## Supplied passage
===============

Franks said that same month the Marriott Hotel, which became neighbors with CSUF opened up for business.

That same year the NCAA decided to put on the Freedom Bowl, which was to be played in Anaheim, and in which Iowa was to play either Texas or CSUF, whic had identical records that year.

The game was to be televised and it was no coincidence that the general manager of the Marriott had an influential role on the television packaging.

Franks said that the general manager of the Marriott would much rather have two out-of-state teams play each other than have one of the teams play in their own backyard.

There would have been more money for the hotel if Iowa and Texas had played each other, Franks said.

"Iowa didn't want to play us," Franks said. "There was a television package deal and it was either Iowa versus Texas or Iowa versus Cal State who?"

No one thought CSUF would ever generate the same ratings that Texas could.

Franks recalls that Texas didn't care about the game and they didn't even bother to bring their band.

In the end Texas was blown out in a horrible game and the ratings were just as bad, Franks said.

Talk about lack of interest and lack of respect.

Another problem for the program was that the Titans never had a legitimate place to call home and were constantly bounced around.

===============

## Dataset extract
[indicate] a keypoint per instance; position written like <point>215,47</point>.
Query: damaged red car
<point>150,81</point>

===============

## Set task 1
Return everything in the Freedom Bowl passage from "Franks said that the" down to "bad, Franks said.", copied word for word.
## Set task 2
Write the next part of the passage about CSUF football and the Freedom Bowl, picking up right after its final sentence.

## Exercise output 1
Franks said that the general manager of the Marriott would much rather have two out-of-state teams play each other than have one of the teams play in their own backyard.

There would have been more money for the hotel if Iowa and Texas had played each other, Franks said.

"Iowa didn't want to play us," Franks said. "There was a television package deal and it was either Iowa versus Texas or Iowa versus Cal State who?"

No one thought CSUF would ever generate the same ratings that Texas could.

Franks recalls that Texas didn't care about the game and they didn't even bother to bring their band.

In the end Texas was blown out in a horrible game and the ratings were just as bad, Franks said.

## Exercise output 2
Sometimes they played in Angel Stadium, then known as Anaheim Stadium, which they shared with the Los Angeles Rams and nearby high schools with less than marginal fields.

Coaches even built makeshift "erector" stadiums in order to play games like when they played Fresno in September of 1980.

One incident in particular, Franks said, was Nov. 12, 1983. The Titans were playing UNLV for the Championship game and the teams were kicked out of Angel's stadium the morning of the game.

"CSUF had a deal with the stadium that if it rained we couldn't play there because we would mess up the field for the Rams on Sunday," Franks said.

The game was relocated to Glover Stadium in Anaheim and UNLV beat the Titans 13-0.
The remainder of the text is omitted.